+++ PROVIDED INFORMATION +++
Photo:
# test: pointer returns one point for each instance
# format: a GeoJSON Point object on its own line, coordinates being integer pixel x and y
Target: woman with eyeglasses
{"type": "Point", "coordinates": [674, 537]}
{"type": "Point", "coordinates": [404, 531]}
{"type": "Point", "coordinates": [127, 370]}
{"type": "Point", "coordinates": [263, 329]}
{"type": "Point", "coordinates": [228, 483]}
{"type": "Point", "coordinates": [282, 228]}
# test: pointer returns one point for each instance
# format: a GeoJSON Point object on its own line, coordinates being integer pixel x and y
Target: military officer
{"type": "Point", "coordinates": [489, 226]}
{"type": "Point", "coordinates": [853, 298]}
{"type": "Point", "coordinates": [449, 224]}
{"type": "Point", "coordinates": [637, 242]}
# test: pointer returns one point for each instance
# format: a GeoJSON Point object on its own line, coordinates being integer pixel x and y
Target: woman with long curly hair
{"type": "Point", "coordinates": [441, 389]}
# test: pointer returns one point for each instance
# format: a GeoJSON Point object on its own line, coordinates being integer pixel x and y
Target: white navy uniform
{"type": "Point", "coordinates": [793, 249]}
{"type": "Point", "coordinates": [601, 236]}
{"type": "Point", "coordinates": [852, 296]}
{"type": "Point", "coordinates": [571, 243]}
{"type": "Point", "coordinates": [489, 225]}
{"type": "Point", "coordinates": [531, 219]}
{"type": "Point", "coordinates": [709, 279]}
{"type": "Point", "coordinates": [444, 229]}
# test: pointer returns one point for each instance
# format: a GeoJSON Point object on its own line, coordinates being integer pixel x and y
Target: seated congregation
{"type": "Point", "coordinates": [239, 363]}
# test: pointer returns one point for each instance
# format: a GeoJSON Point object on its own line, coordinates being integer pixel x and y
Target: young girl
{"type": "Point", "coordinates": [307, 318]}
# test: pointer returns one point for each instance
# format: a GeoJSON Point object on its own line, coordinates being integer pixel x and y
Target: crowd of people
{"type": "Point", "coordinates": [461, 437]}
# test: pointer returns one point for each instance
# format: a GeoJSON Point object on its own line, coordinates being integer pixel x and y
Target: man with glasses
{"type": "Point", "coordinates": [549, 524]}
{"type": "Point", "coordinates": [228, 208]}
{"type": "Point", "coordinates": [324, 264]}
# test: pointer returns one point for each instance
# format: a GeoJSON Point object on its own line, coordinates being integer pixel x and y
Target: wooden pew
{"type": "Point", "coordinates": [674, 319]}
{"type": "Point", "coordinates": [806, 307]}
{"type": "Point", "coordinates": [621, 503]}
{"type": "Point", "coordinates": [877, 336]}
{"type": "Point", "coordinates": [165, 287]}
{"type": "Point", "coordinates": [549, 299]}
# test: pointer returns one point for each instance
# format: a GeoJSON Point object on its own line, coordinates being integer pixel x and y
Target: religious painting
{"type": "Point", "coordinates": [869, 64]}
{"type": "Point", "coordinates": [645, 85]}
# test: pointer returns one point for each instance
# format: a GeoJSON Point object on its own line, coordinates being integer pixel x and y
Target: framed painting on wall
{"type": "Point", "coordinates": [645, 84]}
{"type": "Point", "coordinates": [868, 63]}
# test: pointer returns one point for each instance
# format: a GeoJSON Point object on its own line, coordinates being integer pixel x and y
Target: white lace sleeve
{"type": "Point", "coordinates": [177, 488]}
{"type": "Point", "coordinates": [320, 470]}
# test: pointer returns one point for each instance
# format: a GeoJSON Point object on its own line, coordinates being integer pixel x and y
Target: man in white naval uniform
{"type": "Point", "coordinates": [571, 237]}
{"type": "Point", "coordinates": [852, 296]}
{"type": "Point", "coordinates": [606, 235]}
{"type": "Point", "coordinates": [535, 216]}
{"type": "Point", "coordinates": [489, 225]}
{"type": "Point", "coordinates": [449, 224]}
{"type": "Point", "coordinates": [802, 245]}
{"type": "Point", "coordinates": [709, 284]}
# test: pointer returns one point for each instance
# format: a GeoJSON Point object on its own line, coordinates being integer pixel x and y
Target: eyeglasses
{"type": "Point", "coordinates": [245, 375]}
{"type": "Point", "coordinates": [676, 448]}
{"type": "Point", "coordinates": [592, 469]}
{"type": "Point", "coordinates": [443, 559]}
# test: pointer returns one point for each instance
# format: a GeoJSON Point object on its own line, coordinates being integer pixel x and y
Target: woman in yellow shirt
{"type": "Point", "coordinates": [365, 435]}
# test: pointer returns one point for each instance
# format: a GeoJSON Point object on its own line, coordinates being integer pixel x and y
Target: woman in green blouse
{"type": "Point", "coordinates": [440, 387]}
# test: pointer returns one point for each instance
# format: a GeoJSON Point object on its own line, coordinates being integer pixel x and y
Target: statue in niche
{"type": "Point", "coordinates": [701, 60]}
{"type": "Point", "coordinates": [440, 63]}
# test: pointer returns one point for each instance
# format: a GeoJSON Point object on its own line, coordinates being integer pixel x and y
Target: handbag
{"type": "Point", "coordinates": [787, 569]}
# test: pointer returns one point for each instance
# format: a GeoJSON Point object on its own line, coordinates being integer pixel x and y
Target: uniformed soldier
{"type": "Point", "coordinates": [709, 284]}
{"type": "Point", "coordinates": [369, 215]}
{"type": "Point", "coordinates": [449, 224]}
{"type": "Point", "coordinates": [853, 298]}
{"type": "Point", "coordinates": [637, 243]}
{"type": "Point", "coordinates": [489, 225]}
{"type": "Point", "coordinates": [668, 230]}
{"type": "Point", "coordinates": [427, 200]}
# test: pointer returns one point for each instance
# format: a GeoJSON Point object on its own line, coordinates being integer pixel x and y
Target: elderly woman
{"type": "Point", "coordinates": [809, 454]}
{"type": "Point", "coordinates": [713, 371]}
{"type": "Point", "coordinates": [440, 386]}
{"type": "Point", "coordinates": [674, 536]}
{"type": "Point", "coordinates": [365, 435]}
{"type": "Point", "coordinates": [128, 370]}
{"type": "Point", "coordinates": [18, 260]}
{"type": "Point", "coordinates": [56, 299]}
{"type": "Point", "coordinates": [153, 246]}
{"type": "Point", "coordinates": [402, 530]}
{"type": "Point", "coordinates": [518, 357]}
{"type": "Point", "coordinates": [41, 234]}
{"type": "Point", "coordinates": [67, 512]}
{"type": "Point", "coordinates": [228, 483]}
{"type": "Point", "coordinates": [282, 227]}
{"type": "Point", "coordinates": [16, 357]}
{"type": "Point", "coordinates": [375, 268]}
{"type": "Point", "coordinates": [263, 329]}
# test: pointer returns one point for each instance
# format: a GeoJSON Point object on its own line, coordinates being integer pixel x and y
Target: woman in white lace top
+++
*YOUR OBJECTIVE*: Nothing in the listing may be changed; retype it all exactly.

*CORRECT OUTPUT*:
Photo:
# test: pointer returns one point for each instance
# format: a GeoJSON Point object on its own line, coordinates being integer pixel x and y
Target: woman with eyeglasses
{"type": "Point", "coordinates": [674, 537]}
{"type": "Point", "coordinates": [404, 531]}
{"type": "Point", "coordinates": [127, 370]}
{"type": "Point", "coordinates": [263, 329]}
{"type": "Point", "coordinates": [228, 483]}
{"type": "Point", "coordinates": [282, 228]}
# test: pointer returns one point for each instance
# format: a GeoJSON Point object on its own line, coordinates being integer pixel x and y
Target: military officer
{"type": "Point", "coordinates": [489, 226]}
{"type": "Point", "coordinates": [853, 298]}
{"type": "Point", "coordinates": [449, 224]}
{"type": "Point", "coordinates": [637, 242]}
# test: pointer returns one point for each instance
# format: a GeoJSON Point object on its own line, coordinates being integer pixel x and y
Target: woman with long curly hair
{"type": "Point", "coordinates": [441, 389]}
# test: pointer returns one point for each instance
# format: a GeoJSON Point object on its own line, coordinates being integer pixel x and y
Target: white navy uniform
{"type": "Point", "coordinates": [793, 249]}
{"type": "Point", "coordinates": [601, 236]}
{"type": "Point", "coordinates": [852, 296]}
{"type": "Point", "coordinates": [571, 243]}
{"type": "Point", "coordinates": [489, 225]}
{"type": "Point", "coordinates": [531, 219]}
{"type": "Point", "coordinates": [709, 279]}
{"type": "Point", "coordinates": [444, 229]}
# test: pointer returns one point for each instance
# format: a GeoJSON Point object on its own line, coordinates being integer pixel x and y
Target: seated congregation
{"type": "Point", "coordinates": [239, 363]}
# test: pointer returns one point for each instance
# format: a GeoJSON Point object on its own line, coordinates being integer pixel x and y
Target: young girl
{"type": "Point", "coordinates": [307, 318]}
# test: pointer returns one point for each instance
# format: a GeoJSON Point object on its own line, coordinates being integer pixel x and y
Target: crowd of people
{"type": "Point", "coordinates": [461, 437]}
# test: pointer returns one point for each instance
# format: a GeoJSON Point object on its own line, coordinates being integer pixel x and y
Target: man with glasses
{"type": "Point", "coordinates": [549, 524]}
{"type": "Point", "coordinates": [228, 208]}
{"type": "Point", "coordinates": [324, 264]}
# test: pointer returns one point for each instance
# format: a GeoJSON Point object on its own line, coordinates being integer pixel x and y
Target: wooden pew
{"type": "Point", "coordinates": [674, 319]}
{"type": "Point", "coordinates": [806, 307]}
{"type": "Point", "coordinates": [621, 503]}
{"type": "Point", "coordinates": [877, 336]}
{"type": "Point", "coordinates": [165, 287]}
{"type": "Point", "coordinates": [549, 299]}
# test: pointer returns one point for each instance
# format: a GeoJSON Point object on its own line, coordinates being integer pixel x and y
Target: religious painting
{"type": "Point", "coordinates": [869, 64]}
{"type": "Point", "coordinates": [645, 85]}
# test: pointer returns one point for each instance
# format: a GeoJSON Point object on its own line, coordinates being integer pixel x and y
Target: framed painting on wall
{"type": "Point", "coordinates": [645, 84]}
{"type": "Point", "coordinates": [868, 63]}
# test: pointer returns one point for each instance
# format: a GeoJSON Point object on its own line, coordinates being integer pixel x and y
Target: white lace sleeve
{"type": "Point", "coordinates": [177, 488]}
{"type": "Point", "coordinates": [320, 470]}
# test: pointer returns one point for each instance
# format: a GeoJSON Point object on its own line, coordinates being integer pixel x and y
Target: man in white naval uniform
{"type": "Point", "coordinates": [571, 237]}
{"type": "Point", "coordinates": [852, 296]}
{"type": "Point", "coordinates": [606, 235]}
{"type": "Point", "coordinates": [535, 216]}
{"type": "Point", "coordinates": [489, 225]}
{"type": "Point", "coordinates": [449, 224]}
{"type": "Point", "coordinates": [802, 245]}
{"type": "Point", "coordinates": [709, 284]}
# test: pointer returns one point for each instance
# format: a GeoJSON Point object on its own line, coordinates being integer pixel x and y
Target: eyeglasses
{"type": "Point", "coordinates": [245, 375]}
{"type": "Point", "coordinates": [676, 448]}
{"type": "Point", "coordinates": [592, 469]}
{"type": "Point", "coordinates": [443, 559]}
# test: pointer returns one point for each instance
# format: a GeoJSON Point object on its own line, coordinates being integer pixel x and y
Target: woman in yellow shirt
{"type": "Point", "coordinates": [365, 435]}
# test: pointer returns one point for each instance
# format: a GeoJSON Point object on its own line, coordinates being integer pixel x and y
Target: woman in green blouse
{"type": "Point", "coordinates": [440, 387]}
# test: pointer returns one point for each instance
# format: a GeoJSON Point object on its own line, coordinates being integer pixel x and y
Target: statue in niche
{"type": "Point", "coordinates": [701, 60]}
{"type": "Point", "coordinates": [440, 63]}
# test: pointer returns one point for each instance
# format: a GeoJSON Point object on its own line, coordinates being integer pixel x and y
Target: handbag
{"type": "Point", "coordinates": [787, 569]}
# test: pointer returns one point for each instance
# format: a GeoJSON Point object on its own line, coordinates being integer pixel x and y
Target: uniformed soldier
{"type": "Point", "coordinates": [709, 284]}
{"type": "Point", "coordinates": [369, 215]}
{"type": "Point", "coordinates": [449, 224]}
{"type": "Point", "coordinates": [853, 298]}
{"type": "Point", "coordinates": [637, 243]}
{"type": "Point", "coordinates": [489, 225]}
{"type": "Point", "coordinates": [668, 230]}
{"type": "Point", "coordinates": [427, 200]}
# test: pointer returns one point for each instance
# format: a GeoJSON Point object on its own line, coordinates being integer pixel x and y
Target: elderly woman
{"type": "Point", "coordinates": [809, 454]}
{"type": "Point", "coordinates": [713, 371]}
{"type": "Point", "coordinates": [440, 386]}
{"type": "Point", "coordinates": [674, 536]}
{"type": "Point", "coordinates": [365, 435]}
{"type": "Point", "coordinates": [128, 370]}
{"type": "Point", "coordinates": [18, 260]}
{"type": "Point", "coordinates": [56, 299]}
{"type": "Point", "coordinates": [153, 246]}
{"type": "Point", "coordinates": [402, 530]}
{"type": "Point", "coordinates": [518, 357]}
{"type": "Point", "coordinates": [41, 234]}
{"type": "Point", "coordinates": [67, 512]}
{"type": "Point", "coordinates": [228, 483]}
{"type": "Point", "coordinates": [282, 227]}
{"type": "Point", "coordinates": [16, 357]}
{"type": "Point", "coordinates": [375, 268]}
{"type": "Point", "coordinates": [263, 329]}
# test: pointer returns one point for each instance
# format: a GeoJSON Point object on its own line, coordinates being integer pixel x and y
Target: woman in white lace top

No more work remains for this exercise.